Tally how many of the lines below contain the string "roof". Reply with that number alone.

[Stored data entries]
════════════════════

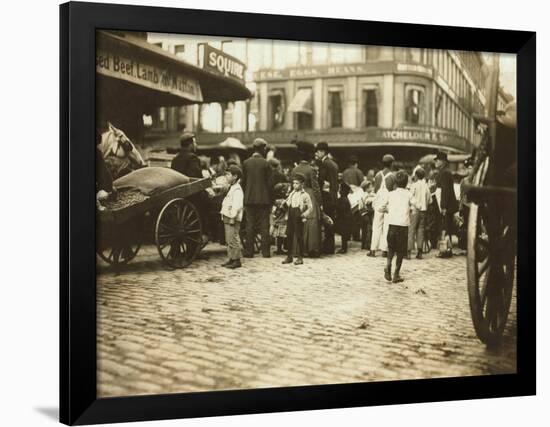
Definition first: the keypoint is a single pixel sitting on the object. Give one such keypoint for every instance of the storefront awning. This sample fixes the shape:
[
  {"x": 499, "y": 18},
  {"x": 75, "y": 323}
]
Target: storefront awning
[
  {"x": 143, "y": 73},
  {"x": 302, "y": 102}
]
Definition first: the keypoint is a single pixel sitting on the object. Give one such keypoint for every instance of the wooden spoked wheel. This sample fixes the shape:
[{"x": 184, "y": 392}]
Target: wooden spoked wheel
[
  {"x": 178, "y": 233},
  {"x": 119, "y": 244},
  {"x": 490, "y": 265}
]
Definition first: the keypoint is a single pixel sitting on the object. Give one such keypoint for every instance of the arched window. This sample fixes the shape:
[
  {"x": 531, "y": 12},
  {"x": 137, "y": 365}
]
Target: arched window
[
  {"x": 335, "y": 108},
  {"x": 370, "y": 103},
  {"x": 414, "y": 105}
]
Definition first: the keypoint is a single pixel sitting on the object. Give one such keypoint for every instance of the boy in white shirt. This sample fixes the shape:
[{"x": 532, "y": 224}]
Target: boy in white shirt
[
  {"x": 422, "y": 198},
  {"x": 398, "y": 206},
  {"x": 232, "y": 215},
  {"x": 299, "y": 208}
]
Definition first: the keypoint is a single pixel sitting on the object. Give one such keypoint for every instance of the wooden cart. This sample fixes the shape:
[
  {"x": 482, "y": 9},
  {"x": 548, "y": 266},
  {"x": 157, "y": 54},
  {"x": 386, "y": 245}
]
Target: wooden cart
[
  {"x": 170, "y": 219},
  {"x": 492, "y": 217}
]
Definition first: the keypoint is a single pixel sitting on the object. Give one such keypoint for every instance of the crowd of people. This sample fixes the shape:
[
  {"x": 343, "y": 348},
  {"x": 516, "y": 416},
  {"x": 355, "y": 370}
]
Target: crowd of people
[{"x": 301, "y": 209}]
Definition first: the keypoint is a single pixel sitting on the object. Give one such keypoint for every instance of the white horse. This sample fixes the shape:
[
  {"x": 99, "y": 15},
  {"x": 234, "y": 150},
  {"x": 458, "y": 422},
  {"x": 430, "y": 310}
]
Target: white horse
[{"x": 120, "y": 154}]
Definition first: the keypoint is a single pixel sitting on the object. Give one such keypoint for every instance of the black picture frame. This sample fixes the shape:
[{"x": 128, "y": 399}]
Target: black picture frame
[{"x": 78, "y": 401}]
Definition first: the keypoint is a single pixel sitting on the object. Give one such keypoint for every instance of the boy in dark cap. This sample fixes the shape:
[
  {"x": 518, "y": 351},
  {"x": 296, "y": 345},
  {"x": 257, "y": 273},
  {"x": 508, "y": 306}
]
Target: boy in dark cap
[
  {"x": 449, "y": 202},
  {"x": 344, "y": 217},
  {"x": 232, "y": 215},
  {"x": 299, "y": 208},
  {"x": 186, "y": 161}
]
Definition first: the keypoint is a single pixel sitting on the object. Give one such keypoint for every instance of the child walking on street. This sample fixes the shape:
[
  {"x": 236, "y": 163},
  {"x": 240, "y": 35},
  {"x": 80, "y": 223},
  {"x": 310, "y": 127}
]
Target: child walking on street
[
  {"x": 232, "y": 215},
  {"x": 344, "y": 217},
  {"x": 398, "y": 207},
  {"x": 299, "y": 208}
]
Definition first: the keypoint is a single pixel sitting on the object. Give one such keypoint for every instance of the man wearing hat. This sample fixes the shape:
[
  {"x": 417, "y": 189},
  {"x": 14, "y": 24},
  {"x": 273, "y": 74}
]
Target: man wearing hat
[
  {"x": 257, "y": 198},
  {"x": 353, "y": 175},
  {"x": 328, "y": 176},
  {"x": 384, "y": 182},
  {"x": 186, "y": 161},
  {"x": 449, "y": 203},
  {"x": 312, "y": 227}
]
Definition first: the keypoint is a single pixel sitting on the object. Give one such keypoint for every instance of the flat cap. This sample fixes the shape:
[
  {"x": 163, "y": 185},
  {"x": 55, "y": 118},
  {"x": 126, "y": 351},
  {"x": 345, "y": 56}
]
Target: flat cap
[
  {"x": 441, "y": 156},
  {"x": 299, "y": 177},
  {"x": 186, "y": 138},
  {"x": 322, "y": 146},
  {"x": 259, "y": 143}
]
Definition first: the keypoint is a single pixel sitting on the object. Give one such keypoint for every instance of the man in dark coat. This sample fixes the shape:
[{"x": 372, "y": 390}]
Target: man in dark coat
[
  {"x": 353, "y": 175},
  {"x": 186, "y": 161},
  {"x": 328, "y": 175},
  {"x": 256, "y": 181},
  {"x": 449, "y": 203}
]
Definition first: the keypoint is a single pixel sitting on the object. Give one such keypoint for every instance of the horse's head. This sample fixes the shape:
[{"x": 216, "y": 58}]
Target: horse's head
[{"x": 115, "y": 143}]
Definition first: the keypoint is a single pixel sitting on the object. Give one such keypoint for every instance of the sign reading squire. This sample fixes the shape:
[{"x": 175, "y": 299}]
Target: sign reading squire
[{"x": 221, "y": 63}]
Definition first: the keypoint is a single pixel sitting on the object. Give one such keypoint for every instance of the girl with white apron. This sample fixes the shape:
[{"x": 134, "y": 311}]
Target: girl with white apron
[{"x": 379, "y": 226}]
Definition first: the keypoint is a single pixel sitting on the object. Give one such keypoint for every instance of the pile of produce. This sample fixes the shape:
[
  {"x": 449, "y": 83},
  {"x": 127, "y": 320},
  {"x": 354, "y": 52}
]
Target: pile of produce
[{"x": 124, "y": 199}]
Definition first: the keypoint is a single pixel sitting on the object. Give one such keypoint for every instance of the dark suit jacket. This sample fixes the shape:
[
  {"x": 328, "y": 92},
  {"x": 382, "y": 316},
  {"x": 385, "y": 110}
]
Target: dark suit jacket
[
  {"x": 390, "y": 181},
  {"x": 353, "y": 176},
  {"x": 187, "y": 163},
  {"x": 328, "y": 171},
  {"x": 310, "y": 179},
  {"x": 256, "y": 181},
  {"x": 448, "y": 197}
]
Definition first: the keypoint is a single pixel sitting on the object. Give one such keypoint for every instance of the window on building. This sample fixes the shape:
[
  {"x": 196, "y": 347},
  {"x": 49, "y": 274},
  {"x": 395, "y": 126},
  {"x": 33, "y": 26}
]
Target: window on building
[
  {"x": 335, "y": 108},
  {"x": 179, "y": 49},
  {"x": 414, "y": 105},
  {"x": 415, "y": 54},
  {"x": 370, "y": 107},
  {"x": 276, "y": 106},
  {"x": 302, "y": 105},
  {"x": 372, "y": 53}
]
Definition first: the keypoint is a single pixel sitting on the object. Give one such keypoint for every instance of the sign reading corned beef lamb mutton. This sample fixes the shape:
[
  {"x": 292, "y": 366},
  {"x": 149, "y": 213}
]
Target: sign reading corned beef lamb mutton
[
  {"x": 152, "y": 76},
  {"x": 223, "y": 64}
]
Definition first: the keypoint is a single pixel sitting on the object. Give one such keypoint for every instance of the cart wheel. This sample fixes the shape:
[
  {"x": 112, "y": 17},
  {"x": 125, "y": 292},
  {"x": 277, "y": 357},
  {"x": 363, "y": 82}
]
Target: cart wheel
[
  {"x": 178, "y": 233},
  {"x": 257, "y": 243},
  {"x": 426, "y": 246},
  {"x": 120, "y": 244},
  {"x": 490, "y": 265}
]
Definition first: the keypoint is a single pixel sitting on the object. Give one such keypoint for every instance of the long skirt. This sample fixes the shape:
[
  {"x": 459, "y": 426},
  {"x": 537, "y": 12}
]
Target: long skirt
[
  {"x": 312, "y": 228},
  {"x": 379, "y": 232}
]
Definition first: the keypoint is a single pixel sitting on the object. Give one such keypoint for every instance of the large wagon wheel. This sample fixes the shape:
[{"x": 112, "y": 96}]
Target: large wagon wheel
[
  {"x": 119, "y": 244},
  {"x": 490, "y": 265},
  {"x": 178, "y": 233}
]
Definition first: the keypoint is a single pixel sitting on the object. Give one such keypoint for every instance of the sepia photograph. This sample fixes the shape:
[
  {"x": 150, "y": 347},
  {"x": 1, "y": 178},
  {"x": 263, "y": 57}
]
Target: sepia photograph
[{"x": 279, "y": 213}]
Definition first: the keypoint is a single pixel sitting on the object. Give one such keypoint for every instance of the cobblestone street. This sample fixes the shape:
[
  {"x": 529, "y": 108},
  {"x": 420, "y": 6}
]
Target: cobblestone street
[{"x": 331, "y": 320}]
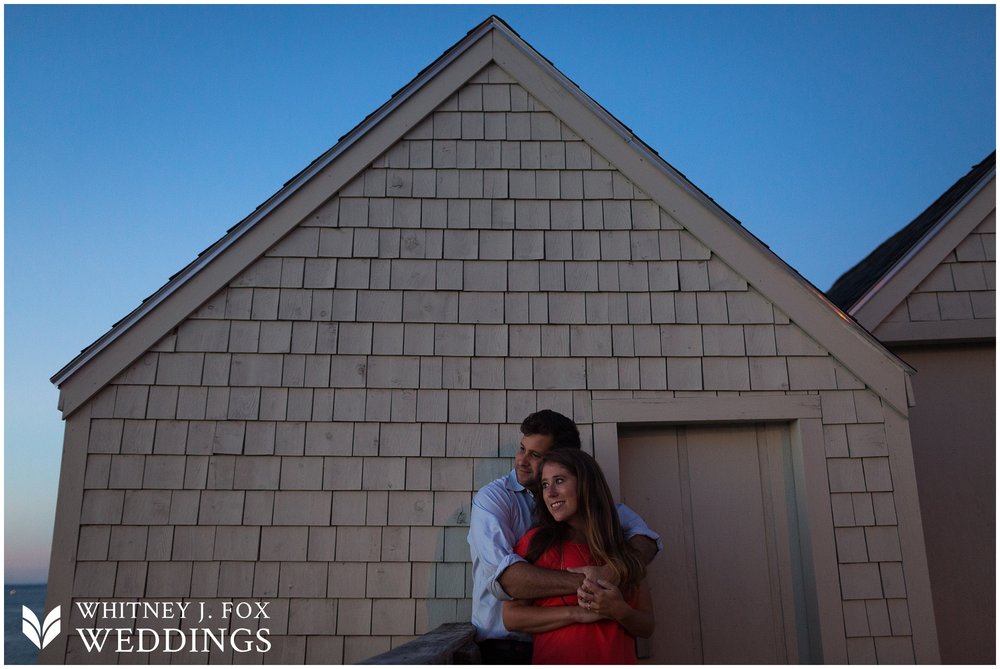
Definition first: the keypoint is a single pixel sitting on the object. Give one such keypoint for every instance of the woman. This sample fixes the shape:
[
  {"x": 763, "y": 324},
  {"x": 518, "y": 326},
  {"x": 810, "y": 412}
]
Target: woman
[{"x": 576, "y": 525}]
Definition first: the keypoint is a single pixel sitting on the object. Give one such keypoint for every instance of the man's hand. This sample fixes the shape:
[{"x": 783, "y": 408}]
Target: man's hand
[
  {"x": 602, "y": 598},
  {"x": 593, "y": 574}
]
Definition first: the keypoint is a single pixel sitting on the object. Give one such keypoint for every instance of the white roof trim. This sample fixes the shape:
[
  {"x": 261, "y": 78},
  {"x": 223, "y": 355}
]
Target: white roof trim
[
  {"x": 922, "y": 242},
  {"x": 700, "y": 196}
]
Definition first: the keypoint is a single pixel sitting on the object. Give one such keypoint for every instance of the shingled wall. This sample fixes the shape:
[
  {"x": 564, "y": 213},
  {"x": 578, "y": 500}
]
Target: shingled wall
[
  {"x": 962, "y": 287},
  {"x": 314, "y": 433}
]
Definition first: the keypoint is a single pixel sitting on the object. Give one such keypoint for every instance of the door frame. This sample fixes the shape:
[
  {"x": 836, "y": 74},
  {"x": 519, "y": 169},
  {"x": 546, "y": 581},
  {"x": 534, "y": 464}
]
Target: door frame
[{"x": 803, "y": 416}]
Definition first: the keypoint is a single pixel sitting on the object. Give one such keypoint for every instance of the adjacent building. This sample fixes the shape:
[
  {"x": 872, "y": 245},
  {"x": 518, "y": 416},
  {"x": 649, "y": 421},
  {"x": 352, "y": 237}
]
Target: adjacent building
[
  {"x": 929, "y": 294},
  {"x": 302, "y": 415}
]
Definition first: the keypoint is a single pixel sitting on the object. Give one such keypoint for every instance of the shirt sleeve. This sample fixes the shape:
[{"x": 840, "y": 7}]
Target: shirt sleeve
[
  {"x": 492, "y": 540},
  {"x": 633, "y": 525}
]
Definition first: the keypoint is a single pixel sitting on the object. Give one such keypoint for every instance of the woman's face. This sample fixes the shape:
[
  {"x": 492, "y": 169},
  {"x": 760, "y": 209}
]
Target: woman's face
[{"x": 559, "y": 491}]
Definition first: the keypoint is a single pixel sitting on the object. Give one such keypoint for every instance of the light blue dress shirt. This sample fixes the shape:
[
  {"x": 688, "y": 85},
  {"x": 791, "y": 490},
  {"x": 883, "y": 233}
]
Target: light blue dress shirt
[{"x": 502, "y": 514}]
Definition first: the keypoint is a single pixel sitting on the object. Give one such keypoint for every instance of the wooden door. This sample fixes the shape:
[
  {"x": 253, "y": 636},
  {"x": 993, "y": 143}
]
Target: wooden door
[{"x": 728, "y": 586}]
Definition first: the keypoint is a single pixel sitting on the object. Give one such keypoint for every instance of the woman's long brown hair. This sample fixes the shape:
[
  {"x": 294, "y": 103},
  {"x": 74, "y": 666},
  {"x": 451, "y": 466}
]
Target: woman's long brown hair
[{"x": 603, "y": 529}]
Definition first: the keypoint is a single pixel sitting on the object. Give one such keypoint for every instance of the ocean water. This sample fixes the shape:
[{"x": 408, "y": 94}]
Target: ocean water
[{"x": 16, "y": 647}]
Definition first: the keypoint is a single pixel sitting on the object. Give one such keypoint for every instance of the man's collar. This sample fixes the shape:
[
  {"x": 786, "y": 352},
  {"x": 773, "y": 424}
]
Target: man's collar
[{"x": 513, "y": 484}]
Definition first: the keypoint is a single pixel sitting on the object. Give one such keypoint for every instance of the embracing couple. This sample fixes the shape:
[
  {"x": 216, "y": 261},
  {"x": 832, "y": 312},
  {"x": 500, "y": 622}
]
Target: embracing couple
[{"x": 558, "y": 568}]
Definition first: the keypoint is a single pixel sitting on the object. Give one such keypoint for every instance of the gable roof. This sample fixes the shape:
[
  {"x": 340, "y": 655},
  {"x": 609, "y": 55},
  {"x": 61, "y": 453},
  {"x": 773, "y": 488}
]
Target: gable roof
[
  {"x": 493, "y": 41},
  {"x": 856, "y": 283}
]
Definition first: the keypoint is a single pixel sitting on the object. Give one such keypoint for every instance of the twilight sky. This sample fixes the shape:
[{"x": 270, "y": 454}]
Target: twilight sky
[{"x": 135, "y": 136}]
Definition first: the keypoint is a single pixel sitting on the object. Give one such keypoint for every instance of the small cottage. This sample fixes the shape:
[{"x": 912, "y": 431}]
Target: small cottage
[
  {"x": 929, "y": 294},
  {"x": 300, "y": 417}
]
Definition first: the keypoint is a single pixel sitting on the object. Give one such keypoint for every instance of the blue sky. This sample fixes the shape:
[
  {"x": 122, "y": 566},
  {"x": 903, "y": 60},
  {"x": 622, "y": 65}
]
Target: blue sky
[{"x": 135, "y": 136}]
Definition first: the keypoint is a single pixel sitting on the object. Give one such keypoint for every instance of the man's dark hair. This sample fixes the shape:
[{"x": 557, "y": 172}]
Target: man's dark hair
[{"x": 552, "y": 424}]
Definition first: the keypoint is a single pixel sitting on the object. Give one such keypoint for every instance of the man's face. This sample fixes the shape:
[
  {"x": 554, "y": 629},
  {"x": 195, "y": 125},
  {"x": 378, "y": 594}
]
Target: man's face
[{"x": 528, "y": 461}]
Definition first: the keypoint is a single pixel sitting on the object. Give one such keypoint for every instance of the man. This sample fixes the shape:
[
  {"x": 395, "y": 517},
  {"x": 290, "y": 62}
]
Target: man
[{"x": 501, "y": 514}]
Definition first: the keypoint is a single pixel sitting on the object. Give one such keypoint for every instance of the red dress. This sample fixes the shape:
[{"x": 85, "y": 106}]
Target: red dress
[{"x": 603, "y": 642}]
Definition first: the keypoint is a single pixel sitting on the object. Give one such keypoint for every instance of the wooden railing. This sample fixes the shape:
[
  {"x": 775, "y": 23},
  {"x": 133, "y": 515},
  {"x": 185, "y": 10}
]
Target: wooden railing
[{"x": 451, "y": 643}]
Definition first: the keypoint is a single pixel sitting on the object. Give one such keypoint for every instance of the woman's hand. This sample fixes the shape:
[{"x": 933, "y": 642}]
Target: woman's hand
[
  {"x": 601, "y": 597},
  {"x": 602, "y": 572},
  {"x": 606, "y": 600}
]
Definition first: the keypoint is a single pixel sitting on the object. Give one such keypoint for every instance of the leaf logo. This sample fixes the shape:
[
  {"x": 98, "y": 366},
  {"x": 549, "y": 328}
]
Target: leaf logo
[{"x": 40, "y": 635}]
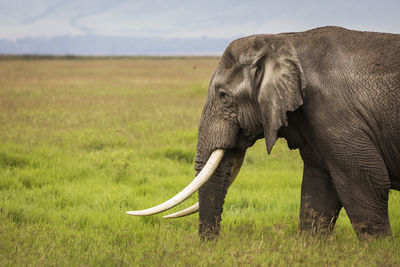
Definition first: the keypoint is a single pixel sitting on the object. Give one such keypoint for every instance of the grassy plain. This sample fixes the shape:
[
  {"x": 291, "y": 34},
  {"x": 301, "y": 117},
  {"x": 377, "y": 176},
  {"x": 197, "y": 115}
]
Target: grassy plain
[{"x": 84, "y": 140}]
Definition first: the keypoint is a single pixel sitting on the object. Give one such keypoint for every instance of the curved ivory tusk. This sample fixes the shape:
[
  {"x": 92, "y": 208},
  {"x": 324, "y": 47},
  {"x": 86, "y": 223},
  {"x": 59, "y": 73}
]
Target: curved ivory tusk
[
  {"x": 195, "y": 208},
  {"x": 189, "y": 190},
  {"x": 183, "y": 213}
]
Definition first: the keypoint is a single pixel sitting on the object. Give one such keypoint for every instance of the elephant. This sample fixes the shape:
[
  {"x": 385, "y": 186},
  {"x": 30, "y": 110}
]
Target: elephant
[{"x": 333, "y": 94}]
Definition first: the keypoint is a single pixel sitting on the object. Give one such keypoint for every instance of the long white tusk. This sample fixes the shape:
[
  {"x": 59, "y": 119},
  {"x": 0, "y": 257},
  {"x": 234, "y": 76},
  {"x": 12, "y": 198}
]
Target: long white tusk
[
  {"x": 183, "y": 213},
  {"x": 195, "y": 208},
  {"x": 189, "y": 190}
]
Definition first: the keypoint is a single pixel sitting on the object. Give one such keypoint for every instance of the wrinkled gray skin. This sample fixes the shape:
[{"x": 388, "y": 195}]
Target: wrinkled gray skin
[{"x": 330, "y": 92}]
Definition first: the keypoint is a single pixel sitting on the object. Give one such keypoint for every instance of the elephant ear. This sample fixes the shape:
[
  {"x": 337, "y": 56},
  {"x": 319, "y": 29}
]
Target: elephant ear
[{"x": 281, "y": 87}]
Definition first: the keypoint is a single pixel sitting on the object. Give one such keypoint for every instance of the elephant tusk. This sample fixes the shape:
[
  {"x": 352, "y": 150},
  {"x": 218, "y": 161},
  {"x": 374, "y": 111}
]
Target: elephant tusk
[
  {"x": 195, "y": 208},
  {"x": 183, "y": 213},
  {"x": 189, "y": 190}
]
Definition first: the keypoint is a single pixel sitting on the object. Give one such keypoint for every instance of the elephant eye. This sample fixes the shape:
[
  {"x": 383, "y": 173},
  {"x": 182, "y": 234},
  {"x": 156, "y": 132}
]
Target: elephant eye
[{"x": 223, "y": 96}]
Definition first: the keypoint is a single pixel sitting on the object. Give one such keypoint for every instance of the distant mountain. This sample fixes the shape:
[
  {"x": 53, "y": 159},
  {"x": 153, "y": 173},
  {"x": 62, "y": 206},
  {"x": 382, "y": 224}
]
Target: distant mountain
[{"x": 106, "y": 45}]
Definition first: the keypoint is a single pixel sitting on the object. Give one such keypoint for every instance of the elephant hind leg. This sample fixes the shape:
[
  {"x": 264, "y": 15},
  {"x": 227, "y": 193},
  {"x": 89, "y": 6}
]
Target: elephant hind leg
[
  {"x": 320, "y": 204},
  {"x": 362, "y": 182}
]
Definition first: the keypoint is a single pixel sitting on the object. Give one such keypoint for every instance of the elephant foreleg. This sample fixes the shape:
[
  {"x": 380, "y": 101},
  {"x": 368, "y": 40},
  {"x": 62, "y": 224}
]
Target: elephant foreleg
[{"x": 320, "y": 204}]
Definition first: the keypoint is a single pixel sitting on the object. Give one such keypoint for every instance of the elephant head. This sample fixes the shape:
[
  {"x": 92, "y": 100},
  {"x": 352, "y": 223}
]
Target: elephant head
[{"x": 257, "y": 81}]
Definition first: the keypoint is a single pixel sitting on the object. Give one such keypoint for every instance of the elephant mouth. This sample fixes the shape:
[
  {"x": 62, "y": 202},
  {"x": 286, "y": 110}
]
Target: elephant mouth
[{"x": 203, "y": 175}]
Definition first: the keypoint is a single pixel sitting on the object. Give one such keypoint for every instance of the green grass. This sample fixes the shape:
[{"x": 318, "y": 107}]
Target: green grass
[{"x": 82, "y": 141}]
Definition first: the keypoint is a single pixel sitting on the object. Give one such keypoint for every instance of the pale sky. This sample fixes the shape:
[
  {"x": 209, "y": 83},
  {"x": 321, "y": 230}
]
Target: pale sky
[{"x": 193, "y": 19}]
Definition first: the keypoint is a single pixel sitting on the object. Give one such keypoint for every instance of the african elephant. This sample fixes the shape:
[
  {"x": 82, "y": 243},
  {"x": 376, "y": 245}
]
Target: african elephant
[{"x": 332, "y": 93}]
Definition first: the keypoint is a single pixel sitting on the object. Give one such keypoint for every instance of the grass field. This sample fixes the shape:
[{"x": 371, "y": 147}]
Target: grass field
[{"x": 82, "y": 141}]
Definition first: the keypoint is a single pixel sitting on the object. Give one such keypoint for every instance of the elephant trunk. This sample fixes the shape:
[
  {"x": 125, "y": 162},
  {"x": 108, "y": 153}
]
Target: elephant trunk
[{"x": 212, "y": 193}]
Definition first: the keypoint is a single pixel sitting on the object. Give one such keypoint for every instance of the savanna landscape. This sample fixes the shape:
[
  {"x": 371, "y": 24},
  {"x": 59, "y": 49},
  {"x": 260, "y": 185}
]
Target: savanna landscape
[{"x": 83, "y": 140}]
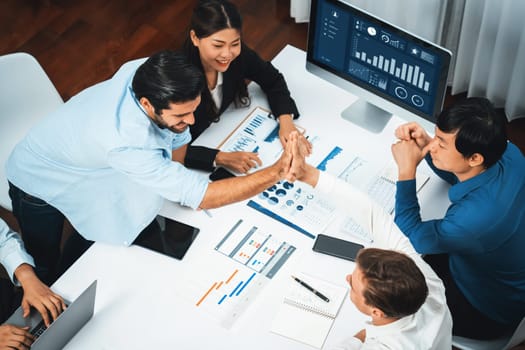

════════════════════

RESPONSE TO THE EXERCISE>
4